**Document excerpt**

»»

Harsh Realities of VFX Business
We all know that our favorite Vulcan wasn’t really lowered into a volcano in Star Trek Into Darkness. We know it was a visual special effect – VFX. If you’ve seen a movie in the last 20 years, you know that VFX have played an increasing role in movies. What you may not know is that the business model in VFX and in studios has driven an appalling number of VFX companies out of business.
One of the most bizarre examples is the brilliant company Rhythm & Hues, creator of VFX since 1987, including such beloved movies as Babe and Life of Pi. As Life of Pi was winning an Oscar, Rhythm & Hues was entering bankruptcy. How could this happen??
This video, Life After Pi, talks about what happened: http://youtu.be/9lcB9u-9mVE
If you’ve ever run a business, you know that being held to a fixed price while the scope grows will give you nightmares. Early in my training career, I made my mark as a project manager by refusing to expand scope without more pay. Too often people feel they can’t do that, especially if their client is the “only game in town” or can blackball them.
Adding to the problem is that in spite of the long time it takes to develop VFX, directors hesitate to define what they need until the last minute. If some new effect captures the public’s attention, they want to be able to include it in their movie.
As the video mentioned, no longer do directors do the detailed planning up front that used to be required. I’ve found that many people in the business recoil in horror if I suggest project planning – “Oh my god, it would stifle our creativity!!” Hmm, research scientists in weapons and pharmaceutical organizations have said the same thing when their unlimited expenditures were curtailed. Instead they got more creative AND learned to plan their work. But right now we have enormous amounts being spent on studio tentpoles – and their suppliers being forced out of business. Hmm.
While we’re on the subject of strange business practices, I asked a Hollywood contact about accountability – wouldn’t the studio be held accountable if they used deceptive business practices on a movie? No!! Each movie is done as its own corporation – which is disbanded at the end of the movie project. Sure you could sue, but by the time anything happens in the judicial system, the work is done and that company no longer exists. Good luck on getting any judgment that has teeth, no matter how flagrant the violation!
Seems change is overdue and inevitable.

««

**Task goal**
In the piece on the VFX business, swap "judicial system" for "court system" and write out the passage from "While we’re on" to "overdue and inevitable.".

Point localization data
»»

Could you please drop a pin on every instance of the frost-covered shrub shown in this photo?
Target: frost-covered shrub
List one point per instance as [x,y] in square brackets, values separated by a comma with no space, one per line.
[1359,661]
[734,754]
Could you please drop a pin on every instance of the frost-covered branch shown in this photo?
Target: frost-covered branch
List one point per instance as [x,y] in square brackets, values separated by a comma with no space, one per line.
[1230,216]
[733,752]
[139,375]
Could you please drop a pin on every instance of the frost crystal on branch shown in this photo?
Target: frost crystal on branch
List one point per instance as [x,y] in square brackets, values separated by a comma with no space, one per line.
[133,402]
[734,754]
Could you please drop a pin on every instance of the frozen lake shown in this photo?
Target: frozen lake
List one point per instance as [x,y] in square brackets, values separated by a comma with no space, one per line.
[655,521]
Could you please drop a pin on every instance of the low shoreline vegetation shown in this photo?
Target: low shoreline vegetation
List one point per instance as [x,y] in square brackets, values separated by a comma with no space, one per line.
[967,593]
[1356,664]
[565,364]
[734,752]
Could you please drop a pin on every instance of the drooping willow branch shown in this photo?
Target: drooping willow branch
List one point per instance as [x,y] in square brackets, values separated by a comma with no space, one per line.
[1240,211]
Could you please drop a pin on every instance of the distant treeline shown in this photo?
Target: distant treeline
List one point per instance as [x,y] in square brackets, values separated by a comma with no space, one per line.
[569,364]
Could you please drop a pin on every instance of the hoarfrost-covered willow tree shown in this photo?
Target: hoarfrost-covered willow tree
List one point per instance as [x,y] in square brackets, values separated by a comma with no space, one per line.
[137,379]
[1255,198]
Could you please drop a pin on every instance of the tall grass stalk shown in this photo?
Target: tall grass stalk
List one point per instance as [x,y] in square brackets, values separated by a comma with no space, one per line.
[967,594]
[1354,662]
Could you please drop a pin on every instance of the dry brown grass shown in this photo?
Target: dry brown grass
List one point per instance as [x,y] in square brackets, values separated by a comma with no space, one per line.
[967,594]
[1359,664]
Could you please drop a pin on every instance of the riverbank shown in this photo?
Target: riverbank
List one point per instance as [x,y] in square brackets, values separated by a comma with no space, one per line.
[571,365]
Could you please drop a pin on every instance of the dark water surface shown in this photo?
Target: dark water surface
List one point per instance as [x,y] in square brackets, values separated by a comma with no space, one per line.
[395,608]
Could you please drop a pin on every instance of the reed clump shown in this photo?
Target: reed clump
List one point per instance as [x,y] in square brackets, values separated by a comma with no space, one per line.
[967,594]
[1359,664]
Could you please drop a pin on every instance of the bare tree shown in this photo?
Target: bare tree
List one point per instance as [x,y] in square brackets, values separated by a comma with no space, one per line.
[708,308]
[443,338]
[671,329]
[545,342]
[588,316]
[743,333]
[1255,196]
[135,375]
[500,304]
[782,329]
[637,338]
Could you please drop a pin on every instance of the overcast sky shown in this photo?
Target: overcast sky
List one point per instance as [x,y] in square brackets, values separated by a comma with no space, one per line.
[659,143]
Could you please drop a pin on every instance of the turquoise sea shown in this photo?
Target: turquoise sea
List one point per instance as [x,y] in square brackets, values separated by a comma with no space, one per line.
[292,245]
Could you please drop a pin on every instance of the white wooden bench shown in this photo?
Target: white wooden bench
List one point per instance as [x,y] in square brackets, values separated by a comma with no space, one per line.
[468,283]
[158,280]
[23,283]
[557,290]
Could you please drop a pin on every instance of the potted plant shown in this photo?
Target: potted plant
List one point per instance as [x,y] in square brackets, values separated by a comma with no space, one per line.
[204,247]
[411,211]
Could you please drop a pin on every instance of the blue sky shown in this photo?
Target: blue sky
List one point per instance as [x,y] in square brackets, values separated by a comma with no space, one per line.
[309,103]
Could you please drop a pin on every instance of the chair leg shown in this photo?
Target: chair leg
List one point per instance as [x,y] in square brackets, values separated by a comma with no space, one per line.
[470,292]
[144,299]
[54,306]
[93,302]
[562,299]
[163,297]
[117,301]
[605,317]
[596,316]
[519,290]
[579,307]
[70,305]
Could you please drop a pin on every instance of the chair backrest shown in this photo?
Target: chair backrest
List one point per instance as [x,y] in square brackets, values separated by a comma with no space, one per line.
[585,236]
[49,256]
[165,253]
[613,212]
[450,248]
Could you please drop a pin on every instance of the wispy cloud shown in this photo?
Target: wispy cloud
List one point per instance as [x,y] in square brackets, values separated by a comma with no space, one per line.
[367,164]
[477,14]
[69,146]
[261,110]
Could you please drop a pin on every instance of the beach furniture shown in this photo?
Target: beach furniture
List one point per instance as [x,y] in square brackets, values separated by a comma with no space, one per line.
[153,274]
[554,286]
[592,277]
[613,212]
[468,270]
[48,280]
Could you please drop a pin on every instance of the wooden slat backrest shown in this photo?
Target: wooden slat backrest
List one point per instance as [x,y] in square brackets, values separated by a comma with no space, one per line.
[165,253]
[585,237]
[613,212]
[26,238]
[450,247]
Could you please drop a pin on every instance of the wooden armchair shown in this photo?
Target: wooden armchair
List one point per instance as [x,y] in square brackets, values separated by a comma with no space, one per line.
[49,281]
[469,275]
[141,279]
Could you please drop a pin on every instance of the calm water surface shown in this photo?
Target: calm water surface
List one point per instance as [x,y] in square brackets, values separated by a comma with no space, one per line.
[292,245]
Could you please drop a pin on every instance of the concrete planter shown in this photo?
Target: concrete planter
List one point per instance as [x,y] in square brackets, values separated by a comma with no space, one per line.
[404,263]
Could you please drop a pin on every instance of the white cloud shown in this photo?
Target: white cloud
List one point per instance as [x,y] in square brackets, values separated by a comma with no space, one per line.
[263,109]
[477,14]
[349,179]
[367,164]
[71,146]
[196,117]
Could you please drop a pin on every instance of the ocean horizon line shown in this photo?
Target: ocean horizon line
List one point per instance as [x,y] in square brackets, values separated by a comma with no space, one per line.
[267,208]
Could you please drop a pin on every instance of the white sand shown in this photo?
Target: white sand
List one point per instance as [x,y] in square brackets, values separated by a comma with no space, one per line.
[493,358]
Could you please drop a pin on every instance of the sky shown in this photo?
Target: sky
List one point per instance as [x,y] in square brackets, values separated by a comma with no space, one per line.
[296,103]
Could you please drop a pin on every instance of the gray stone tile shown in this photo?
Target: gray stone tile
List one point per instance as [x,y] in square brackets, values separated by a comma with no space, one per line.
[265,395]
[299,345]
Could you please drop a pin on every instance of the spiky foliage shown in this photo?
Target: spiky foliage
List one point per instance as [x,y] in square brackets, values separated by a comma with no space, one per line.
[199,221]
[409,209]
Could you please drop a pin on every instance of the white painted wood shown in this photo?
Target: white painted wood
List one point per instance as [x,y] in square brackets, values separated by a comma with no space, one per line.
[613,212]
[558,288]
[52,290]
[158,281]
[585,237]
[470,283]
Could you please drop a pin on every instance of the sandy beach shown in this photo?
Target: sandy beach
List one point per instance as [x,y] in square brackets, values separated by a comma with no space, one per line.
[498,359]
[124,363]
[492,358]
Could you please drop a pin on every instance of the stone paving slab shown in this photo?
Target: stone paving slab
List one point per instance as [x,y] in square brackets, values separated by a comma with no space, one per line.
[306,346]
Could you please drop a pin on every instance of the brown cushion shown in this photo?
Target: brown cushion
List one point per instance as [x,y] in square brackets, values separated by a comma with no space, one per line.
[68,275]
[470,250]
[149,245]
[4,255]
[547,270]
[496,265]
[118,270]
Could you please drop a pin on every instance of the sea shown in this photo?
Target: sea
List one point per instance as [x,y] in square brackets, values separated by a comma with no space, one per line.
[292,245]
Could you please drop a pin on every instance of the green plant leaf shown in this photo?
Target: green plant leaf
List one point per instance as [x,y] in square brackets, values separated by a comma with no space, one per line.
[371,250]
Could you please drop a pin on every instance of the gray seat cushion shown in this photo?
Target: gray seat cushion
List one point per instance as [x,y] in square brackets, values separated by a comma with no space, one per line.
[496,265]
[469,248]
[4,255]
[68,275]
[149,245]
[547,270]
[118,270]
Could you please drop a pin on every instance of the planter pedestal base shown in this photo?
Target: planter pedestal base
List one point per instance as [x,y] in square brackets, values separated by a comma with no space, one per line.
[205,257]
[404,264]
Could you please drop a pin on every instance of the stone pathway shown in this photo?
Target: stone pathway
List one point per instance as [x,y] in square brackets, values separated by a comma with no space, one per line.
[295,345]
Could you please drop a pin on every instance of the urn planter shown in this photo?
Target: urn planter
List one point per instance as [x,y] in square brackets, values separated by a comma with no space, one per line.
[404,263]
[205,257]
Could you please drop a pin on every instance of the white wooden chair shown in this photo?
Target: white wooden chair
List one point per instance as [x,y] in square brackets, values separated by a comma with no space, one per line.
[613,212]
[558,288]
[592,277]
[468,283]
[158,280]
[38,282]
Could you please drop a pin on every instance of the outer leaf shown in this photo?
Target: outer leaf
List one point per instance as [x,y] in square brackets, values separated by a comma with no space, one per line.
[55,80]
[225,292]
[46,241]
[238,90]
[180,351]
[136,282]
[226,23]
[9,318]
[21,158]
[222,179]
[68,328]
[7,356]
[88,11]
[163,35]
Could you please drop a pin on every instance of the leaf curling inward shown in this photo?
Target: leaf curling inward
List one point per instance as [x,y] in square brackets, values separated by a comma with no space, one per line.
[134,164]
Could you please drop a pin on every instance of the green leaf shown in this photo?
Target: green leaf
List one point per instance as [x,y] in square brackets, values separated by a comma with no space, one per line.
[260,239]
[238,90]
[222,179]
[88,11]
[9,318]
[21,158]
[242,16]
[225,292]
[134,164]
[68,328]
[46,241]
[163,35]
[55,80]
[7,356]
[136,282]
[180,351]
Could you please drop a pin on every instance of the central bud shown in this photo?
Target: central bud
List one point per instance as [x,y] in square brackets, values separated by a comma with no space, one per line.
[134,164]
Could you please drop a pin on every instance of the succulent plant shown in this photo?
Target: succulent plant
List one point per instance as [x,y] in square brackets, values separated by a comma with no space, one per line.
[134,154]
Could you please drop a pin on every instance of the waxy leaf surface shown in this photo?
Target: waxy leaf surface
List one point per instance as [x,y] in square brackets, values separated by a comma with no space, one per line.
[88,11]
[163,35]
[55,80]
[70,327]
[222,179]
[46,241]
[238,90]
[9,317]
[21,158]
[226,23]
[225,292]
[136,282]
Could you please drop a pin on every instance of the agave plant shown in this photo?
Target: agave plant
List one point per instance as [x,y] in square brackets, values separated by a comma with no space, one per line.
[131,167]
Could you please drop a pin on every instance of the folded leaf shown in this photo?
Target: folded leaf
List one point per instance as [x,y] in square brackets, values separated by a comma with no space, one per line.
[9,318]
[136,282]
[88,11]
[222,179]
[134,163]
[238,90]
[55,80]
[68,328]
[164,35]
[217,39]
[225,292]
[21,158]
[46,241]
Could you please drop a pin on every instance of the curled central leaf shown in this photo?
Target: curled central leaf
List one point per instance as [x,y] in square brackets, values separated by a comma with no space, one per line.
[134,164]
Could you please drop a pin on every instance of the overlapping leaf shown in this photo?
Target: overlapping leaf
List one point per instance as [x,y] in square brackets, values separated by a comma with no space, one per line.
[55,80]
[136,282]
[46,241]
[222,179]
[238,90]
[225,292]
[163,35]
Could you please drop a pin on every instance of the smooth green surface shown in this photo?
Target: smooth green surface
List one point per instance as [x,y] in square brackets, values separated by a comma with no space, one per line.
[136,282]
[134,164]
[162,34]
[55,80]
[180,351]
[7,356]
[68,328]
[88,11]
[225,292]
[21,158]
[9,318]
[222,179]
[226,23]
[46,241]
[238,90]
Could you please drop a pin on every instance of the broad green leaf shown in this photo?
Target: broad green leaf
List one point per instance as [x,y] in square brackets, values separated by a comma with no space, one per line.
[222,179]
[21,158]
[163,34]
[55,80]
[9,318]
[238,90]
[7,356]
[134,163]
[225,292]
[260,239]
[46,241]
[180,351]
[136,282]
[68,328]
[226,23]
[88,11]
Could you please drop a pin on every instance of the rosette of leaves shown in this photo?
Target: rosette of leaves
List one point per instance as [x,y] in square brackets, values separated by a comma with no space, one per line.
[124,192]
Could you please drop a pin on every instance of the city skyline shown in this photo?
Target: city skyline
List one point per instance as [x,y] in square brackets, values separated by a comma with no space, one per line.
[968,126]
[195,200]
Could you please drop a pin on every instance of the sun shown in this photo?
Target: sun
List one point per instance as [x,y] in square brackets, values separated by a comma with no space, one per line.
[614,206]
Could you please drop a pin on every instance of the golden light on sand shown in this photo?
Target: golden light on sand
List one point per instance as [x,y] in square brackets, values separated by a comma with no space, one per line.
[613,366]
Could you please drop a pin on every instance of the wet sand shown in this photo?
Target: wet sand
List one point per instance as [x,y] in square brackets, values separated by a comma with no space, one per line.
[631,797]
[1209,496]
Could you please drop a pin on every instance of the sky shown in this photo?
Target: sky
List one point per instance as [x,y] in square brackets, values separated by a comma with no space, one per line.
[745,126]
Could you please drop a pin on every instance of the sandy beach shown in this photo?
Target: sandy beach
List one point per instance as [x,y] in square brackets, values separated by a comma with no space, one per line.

««

**Response area**
While we’re on the subject of strange business practices, I asked a Hollywood contact about accountability – wouldn’t the studio be held accountable if they used deceptive business practices on a movie? No!! Each movie is done as its own corporation – which is disbanded at the end of the movie project. Sure you could sue, but by the time anything happens in the court system, the work is done and that company no longer exists. Good luck on getting any judgment that has teeth, no matter how flagrant the violation!
Seems change is overdue and inevitable.